WORK TO DO:
Copy verbatim the lines of the rows below, from the line containing "trace winter jacket" through the line containing "56 101 L 39", both lines included.

Contour labeling rows:
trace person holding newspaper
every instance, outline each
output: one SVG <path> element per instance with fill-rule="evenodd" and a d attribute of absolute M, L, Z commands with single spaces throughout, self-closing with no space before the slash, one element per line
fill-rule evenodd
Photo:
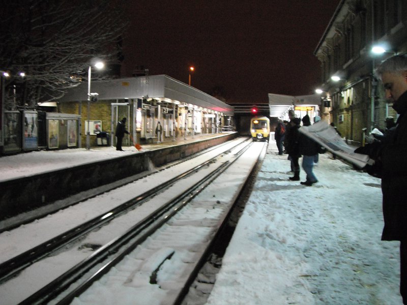
<path fill-rule="evenodd" d="M 300 180 L 300 165 L 298 159 L 301 157 L 300 153 L 300 128 L 301 120 L 298 117 L 293 117 L 289 122 L 289 133 L 287 135 L 288 138 L 287 152 L 288 153 L 288 158 L 292 163 L 292 169 L 294 172 L 294 175 L 290 177 L 289 179 L 293 181 Z"/>
<path fill-rule="evenodd" d="M 393 132 L 379 144 L 368 144 L 355 150 L 374 161 L 368 173 L 382 178 L 384 228 L 383 240 L 400 241 L 400 292 L 407 304 L 407 54 L 389 57 L 376 70 L 386 97 L 399 114 Z"/>
<path fill-rule="evenodd" d="M 311 120 L 308 114 L 302 118 L 302 124 L 304 126 L 311 126 Z M 314 174 L 313 169 L 314 162 L 321 147 L 321 145 L 311 138 L 304 134 L 301 134 L 299 140 L 300 153 L 302 155 L 302 168 L 307 173 L 307 178 L 301 184 L 310 187 L 314 183 L 318 182 Z"/>

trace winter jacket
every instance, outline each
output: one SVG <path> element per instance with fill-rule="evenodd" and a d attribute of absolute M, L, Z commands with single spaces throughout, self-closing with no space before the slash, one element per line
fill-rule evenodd
<path fill-rule="evenodd" d="M 315 141 L 301 134 L 299 139 L 300 154 L 304 156 L 315 156 L 319 151 L 321 145 Z"/>
<path fill-rule="evenodd" d="M 400 114 L 397 127 L 377 154 L 378 161 L 382 165 L 385 222 L 382 239 L 405 241 L 407 240 L 407 91 L 399 98 L 397 103 L 396 110 Z"/>
<path fill-rule="evenodd" d="M 292 126 L 289 129 L 289 133 L 287 135 L 287 152 L 289 156 L 299 158 L 301 156 L 300 152 L 300 132 L 298 129 L 300 125 Z"/>
<path fill-rule="evenodd" d="M 274 130 L 274 138 L 279 140 L 283 138 L 285 135 L 285 125 L 279 122 Z"/>

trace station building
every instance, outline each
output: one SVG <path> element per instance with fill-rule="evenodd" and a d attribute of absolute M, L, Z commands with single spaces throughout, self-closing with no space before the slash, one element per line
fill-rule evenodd
<path fill-rule="evenodd" d="M 341 0 L 327 24 L 314 52 L 321 92 L 331 101 L 322 104 L 322 113 L 347 140 L 363 143 L 365 133 L 385 129 L 386 117 L 397 118 L 374 70 L 386 58 L 407 52 L 406 24 L 402 0 Z M 377 47 L 381 53 L 373 52 Z"/>
<path fill-rule="evenodd" d="M 56 101 L 39 105 L 51 111 L 7 113 L 21 127 L 13 130 L 13 146 L 5 145 L 3 151 L 114 145 L 116 126 L 123 117 L 131 136 L 124 138 L 124 146 L 187 140 L 233 129 L 232 107 L 166 75 L 92 81 L 90 91 L 88 85 L 83 82 Z M 36 132 L 26 136 L 24 131 L 32 130 Z M 24 145 L 28 140 L 29 147 Z"/>

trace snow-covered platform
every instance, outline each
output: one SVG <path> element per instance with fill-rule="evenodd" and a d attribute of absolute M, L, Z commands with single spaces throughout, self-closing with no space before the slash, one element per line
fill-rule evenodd
<path fill-rule="evenodd" d="M 32 151 L 0 158 L 0 221 L 68 196 L 160 166 L 237 136 L 236 132 L 197 135 L 188 140 L 134 146 Z"/>

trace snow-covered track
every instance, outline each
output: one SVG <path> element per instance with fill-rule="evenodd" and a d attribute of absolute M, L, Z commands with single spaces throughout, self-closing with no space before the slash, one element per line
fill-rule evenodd
<path fill-rule="evenodd" d="M 218 154 L 214 158 L 218 157 L 220 155 L 229 151 L 233 147 L 240 145 L 240 143 L 238 143 L 232 147 L 227 147 L 226 148 L 226 150 Z M 221 146 L 224 145 L 222 144 Z M 210 151 L 213 149 L 213 148 L 210 148 L 206 150 L 206 152 Z M 195 157 L 202 154 L 202 153 L 198 153 Z M 188 158 L 188 160 L 190 160 L 190 159 L 191 159 L 191 157 Z M 43 257 L 50 255 L 53 252 L 80 238 L 82 236 L 92 230 L 104 225 L 112 219 L 120 217 L 128 211 L 135 208 L 137 206 L 143 204 L 150 198 L 155 196 L 156 194 L 163 192 L 170 186 L 173 184 L 175 181 L 183 179 L 192 174 L 194 172 L 199 170 L 200 168 L 212 162 L 213 160 L 213 158 L 174 177 L 172 179 L 168 180 L 166 182 L 149 190 L 135 198 L 104 212 L 102 215 L 98 215 L 85 223 L 77 226 L 72 229 L 64 232 L 52 239 L 46 240 L 35 247 L 28 249 L 12 258 L 3 262 L 0 263 L 0 282 L 14 276 L 17 273 L 20 272 L 21 269 L 31 264 L 38 261 Z M 167 168 L 183 162 L 185 162 L 185 160 L 170 164 Z"/>
<path fill-rule="evenodd" d="M 262 146 L 263 145 L 263 144 L 261 145 Z M 252 147 L 249 149 L 243 156 L 245 156 L 246 159 L 248 158 L 249 156 L 250 156 L 250 158 L 256 158 L 256 157 L 255 155 L 255 153 L 258 152 L 257 151 L 258 150 L 259 147 L 260 146 L 257 146 L 256 148 L 253 148 Z M 247 147 L 245 149 L 247 148 Z M 193 245 L 196 245 L 196 242 L 189 240 L 189 238 L 185 239 L 185 236 L 186 234 L 187 234 L 187 232 L 189 232 L 190 226 L 192 226 L 192 224 L 190 223 L 190 222 L 188 221 L 187 221 L 186 223 L 185 220 L 183 219 L 182 216 L 179 216 L 180 213 L 179 211 L 181 211 L 180 214 L 182 215 L 183 213 L 185 212 L 184 211 L 189 210 L 192 211 L 190 212 L 192 212 L 192 215 L 196 215 L 198 218 L 199 218 L 200 216 L 198 215 L 199 215 L 199 211 L 201 211 L 201 210 L 202 208 L 208 208 L 212 211 L 212 209 L 215 210 L 220 208 L 220 213 L 221 217 L 219 218 L 219 219 L 214 218 L 213 219 L 209 219 L 205 221 L 201 220 L 201 221 L 197 221 L 197 223 L 196 224 L 195 223 L 195 221 L 192 222 L 194 223 L 194 225 L 197 225 L 197 227 L 200 227 L 201 229 L 203 228 L 204 231 L 211 231 L 212 232 L 210 234 L 210 236 L 207 236 L 204 238 L 204 243 L 205 243 L 205 245 L 204 246 L 205 247 L 199 247 L 199 248 L 202 248 L 202 249 L 199 249 L 199 251 L 197 251 L 196 255 L 194 255 L 193 256 L 194 257 L 196 256 L 196 257 L 193 258 L 193 263 L 188 264 L 188 265 L 192 264 L 195 265 L 197 262 L 199 260 L 199 257 L 202 255 L 202 253 L 205 252 L 204 248 L 209 247 L 209 244 L 210 244 L 211 238 L 213 237 L 213 235 L 215 234 L 216 230 L 221 226 L 220 224 L 224 220 L 226 215 L 228 214 L 228 210 L 230 208 L 230 204 L 229 202 L 228 202 L 227 204 L 223 204 L 223 202 L 218 202 L 219 200 L 214 200 L 213 198 L 212 200 L 210 199 L 210 196 L 208 194 L 204 195 L 205 193 L 204 190 L 210 189 L 211 186 L 214 184 L 218 184 L 219 179 L 220 179 L 220 181 L 225 180 L 225 176 L 224 175 L 229 175 L 230 176 L 231 174 L 229 172 L 228 174 L 227 173 L 230 170 L 234 170 L 231 169 L 234 166 L 235 168 L 234 170 L 235 171 L 245 171 L 245 169 L 242 167 L 242 164 L 237 164 L 238 162 L 235 162 L 235 163 L 237 164 L 234 164 L 234 166 L 229 166 L 230 164 L 234 163 L 232 159 L 235 158 L 236 158 L 235 160 L 236 161 L 240 160 L 240 158 L 238 159 L 236 156 L 229 156 L 229 161 L 223 160 L 221 162 L 218 162 L 217 164 L 211 165 L 211 166 L 213 166 L 213 167 L 210 169 L 210 171 L 207 172 L 206 176 L 205 176 L 203 179 L 200 178 L 199 182 L 195 183 L 193 187 L 190 187 L 187 190 L 183 190 L 182 194 L 169 200 L 168 201 L 168 204 L 166 204 L 165 205 L 167 206 L 167 207 L 165 209 L 164 208 L 162 208 L 162 212 L 161 213 L 160 216 L 157 216 L 156 215 L 152 215 L 145 218 L 144 220 L 146 222 L 146 224 L 145 224 L 146 226 L 144 227 L 141 227 L 140 226 L 135 226 L 134 227 L 129 229 L 128 230 L 126 234 L 123 234 L 123 237 L 121 236 L 117 239 L 112 240 L 109 245 L 103 246 L 102 248 L 95 251 L 91 257 L 85 260 L 88 261 L 81 262 L 80 264 L 71 268 L 71 270 L 70 270 L 68 272 L 67 272 L 67 273 L 65 274 L 63 276 L 60 277 L 60 278 L 50 283 L 44 289 L 38 291 L 35 295 L 26 298 L 20 303 L 36 304 L 47 303 L 52 304 L 66 304 L 70 303 L 73 297 L 82 292 L 83 290 L 90 286 L 93 282 L 97 280 L 103 274 L 111 269 L 112 266 L 117 266 L 118 261 L 122 260 L 123 257 L 126 256 L 127 254 L 132 252 L 132 251 L 134 252 L 135 248 L 136 248 L 135 250 L 136 252 L 137 252 L 137 250 L 140 249 L 140 247 L 142 247 L 142 245 L 144 244 L 142 244 L 141 243 L 143 241 L 145 241 L 145 242 L 149 243 L 150 245 L 151 245 L 151 242 L 154 243 L 155 242 L 154 240 L 157 240 L 157 239 L 156 239 L 157 237 L 153 237 L 153 236 L 155 234 L 156 234 L 157 232 L 156 232 L 155 234 L 153 234 L 153 232 L 160 228 L 158 231 L 158 234 L 159 234 L 160 231 L 163 230 L 162 229 L 163 227 L 163 226 L 169 226 L 170 228 L 172 228 L 176 227 L 182 228 L 183 227 L 183 228 L 186 229 L 186 231 L 184 231 L 184 233 L 179 232 L 178 233 L 178 235 L 180 237 L 179 238 L 180 240 L 179 242 L 184 243 L 184 248 L 186 247 L 186 249 L 190 248 L 191 245 L 189 244 L 190 242 L 192 242 Z M 215 169 L 213 169 L 214 168 Z M 228 169 L 225 171 L 226 168 Z M 210 170 L 208 169 L 208 171 L 209 170 Z M 223 174 L 222 174 L 221 176 L 218 177 L 217 182 L 217 176 L 221 174 L 221 172 L 223 172 Z M 233 175 L 233 174 L 232 174 L 232 175 Z M 191 178 L 188 178 L 188 179 L 190 179 Z M 236 180 L 236 177 L 234 179 Z M 212 183 L 214 180 L 215 183 Z M 240 181 L 240 182 L 241 184 L 244 184 L 244 181 Z M 197 196 L 201 193 L 202 194 L 198 197 L 199 198 L 203 197 L 204 199 L 198 200 Z M 234 196 L 232 197 L 235 197 L 236 196 Z M 233 199 L 233 198 L 232 198 L 232 199 Z M 198 201 L 197 203 L 196 201 L 197 200 L 198 200 Z M 210 205 L 207 206 L 202 206 L 202 202 L 209 202 L 210 201 L 212 201 Z M 221 201 L 223 201 L 222 199 L 221 199 Z M 233 201 L 234 200 L 230 200 L 230 202 Z M 204 205 L 205 205 L 205 204 L 204 203 Z M 209 207 L 210 205 L 211 207 Z M 181 209 L 181 207 L 184 206 L 186 206 L 186 208 Z M 165 210 L 165 209 L 168 210 L 168 209 L 169 209 L 169 211 Z M 194 211 L 194 210 L 195 210 Z M 154 222 L 154 224 L 153 224 L 153 220 L 152 219 L 152 218 L 156 220 L 156 221 Z M 177 218 L 180 219 L 176 219 Z M 220 220 L 220 219 L 222 219 Z M 164 224 L 167 224 L 169 220 L 170 222 L 170 224 L 164 225 Z M 147 223 L 151 223 L 153 226 L 148 227 L 148 225 Z M 200 223 L 199 224 L 199 223 Z M 185 225 L 186 224 L 187 225 L 186 226 Z M 165 236 L 168 234 L 167 233 L 168 230 L 163 230 L 163 232 L 164 237 L 161 236 L 161 237 L 158 237 L 158 240 L 161 241 L 156 241 L 156 243 L 160 245 L 163 242 L 163 241 L 165 241 Z M 176 235 L 177 235 L 177 233 Z M 121 239 L 122 240 L 119 241 L 119 239 Z M 200 242 L 198 242 L 199 243 L 200 243 Z M 121 243 L 121 245 L 120 245 Z M 165 247 L 164 249 L 157 249 L 154 250 L 155 253 L 151 256 L 150 262 L 148 262 L 146 263 L 146 264 L 151 264 L 154 266 L 154 267 L 151 270 L 152 272 L 150 277 L 150 284 L 154 285 L 155 283 L 160 281 L 159 278 L 160 266 L 164 264 L 166 260 L 171 259 L 171 257 L 172 256 L 173 253 L 175 253 L 173 254 L 174 257 L 178 255 L 178 251 L 179 249 L 177 249 L 177 247 L 179 248 L 179 246 L 177 245 L 173 245 L 172 246 L 172 250 L 168 250 L 167 249 L 166 249 Z M 168 248 L 168 247 L 167 248 Z M 199 255 L 198 255 L 198 252 L 199 252 Z M 100 260 L 103 260 L 105 258 L 106 258 L 108 255 L 112 254 L 112 253 L 113 254 L 113 255 L 109 255 L 108 258 L 107 258 L 107 261 L 103 260 L 103 262 L 100 261 L 98 263 L 96 261 L 99 260 L 99 259 L 95 259 L 97 257 L 100 257 L 101 258 Z M 171 254 L 171 253 L 172 253 L 172 254 Z M 160 261 L 158 265 L 156 265 L 156 261 L 157 260 L 158 260 L 157 261 L 160 261 L 161 258 L 162 258 L 163 260 Z M 187 260 L 191 260 L 191 261 L 192 262 L 192 258 L 190 258 L 190 259 L 188 259 Z M 149 261 L 149 260 L 147 260 L 147 261 Z M 153 261 L 155 262 L 151 263 Z M 90 267 L 90 265 L 94 265 L 95 267 L 92 268 L 92 267 Z M 146 267 L 146 265 L 144 264 L 144 267 Z M 78 288 L 76 289 L 74 288 L 73 290 L 72 290 L 72 287 L 71 286 L 69 288 L 69 289 L 65 291 L 62 295 L 62 296 L 64 295 L 65 295 L 65 297 L 63 297 L 65 298 L 61 299 L 60 298 L 62 297 L 61 296 L 58 296 L 57 297 L 56 297 L 57 294 L 59 294 L 60 293 L 64 290 L 66 288 L 70 286 L 71 284 L 78 279 L 79 276 L 83 275 L 85 272 L 87 272 L 87 270 L 89 269 L 90 267 L 92 268 L 92 269 L 86 274 L 84 277 L 85 278 L 84 281 L 83 280 L 81 279 L 78 283 L 76 283 L 72 285 L 72 286 L 76 286 Z M 189 271 L 188 272 L 189 272 Z M 188 277 L 186 277 L 188 278 Z M 63 279 L 63 278 L 64 278 Z M 86 278 L 88 278 L 88 280 L 86 280 Z M 81 283 L 82 284 L 81 284 Z M 178 286 L 179 286 L 179 285 L 181 284 L 177 284 L 177 285 Z M 184 285 L 184 284 L 182 284 L 183 286 Z M 78 287 L 78 285 L 79 285 Z M 171 291 L 171 299 L 173 300 L 177 298 L 176 295 L 180 293 L 182 288 L 182 287 L 179 287 L 178 288 L 175 289 L 173 291 Z M 68 294 L 67 295 L 66 294 L 66 293 L 68 293 Z M 55 298 L 56 298 L 55 299 Z M 60 300 L 60 302 L 55 303 L 55 300 Z"/>

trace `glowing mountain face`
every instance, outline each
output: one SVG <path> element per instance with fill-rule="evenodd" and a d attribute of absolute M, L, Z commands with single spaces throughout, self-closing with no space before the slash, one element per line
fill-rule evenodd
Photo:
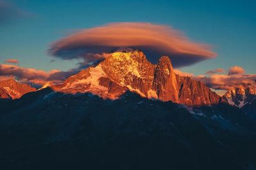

FINAL RESULT:
trace winter jacket
every instance, outline each
output: one SVG <path> element per instance with fill-rule="evenodd" and a d attribute of absolute M, L, Z commands with single spaces throughout, self-closing with no space before the slash, one element per line
fill-rule evenodd
<path fill-rule="evenodd" d="M 315 141 L 301 134 L 299 139 L 300 154 L 304 156 L 315 156 L 319 151 L 321 145 Z"/>
<path fill-rule="evenodd" d="M 400 114 L 397 127 L 377 154 L 378 161 L 382 165 L 385 222 L 382 239 L 405 241 L 407 240 L 407 91 L 399 98 L 397 103 L 396 110 Z"/>
<path fill-rule="evenodd" d="M 292 126 L 289 129 L 289 133 L 287 135 L 287 152 L 289 156 L 299 158 L 301 156 L 300 152 L 300 132 L 298 129 L 300 125 Z"/>
<path fill-rule="evenodd" d="M 274 130 L 274 138 L 279 140 L 283 138 L 285 135 L 285 125 L 279 122 Z"/>

trace station building
every instance, outline each
output: one SVG <path> element per instance with fill-rule="evenodd" and a d attribute of absolute M, L, Z commands with single spaces throughout, self-closing with no space before the slash, one element per line
fill-rule evenodd
<path fill-rule="evenodd" d="M 341 0 L 327 24 L 314 52 L 321 92 L 331 101 L 322 104 L 322 113 L 347 140 L 363 143 L 365 133 L 385 129 L 386 117 L 397 118 L 374 70 L 386 58 L 407 52 L 406 24 L 402 0 Z M 377 47 L 381 53 L 373 52 Z"/>
<path fill-rule="evenodd" d="M 56 101 L 39 105 L 51 111 L 7 113 L 21 127 L 13 130 L 13 146 L 5 145 L 3 151 L 114 145 L 116 126 L 123 117 L 131 136 L 124 138 L 124 146 L 187 140 L 233 129 L 232 107 L 166 75 L 92 81 L 90 91 L 88 85 L 83 82 Z M 36 132 L 26 136 L 24 131 L 32 130 Z M 24 145 L 28 140 L 29 147 Z"/>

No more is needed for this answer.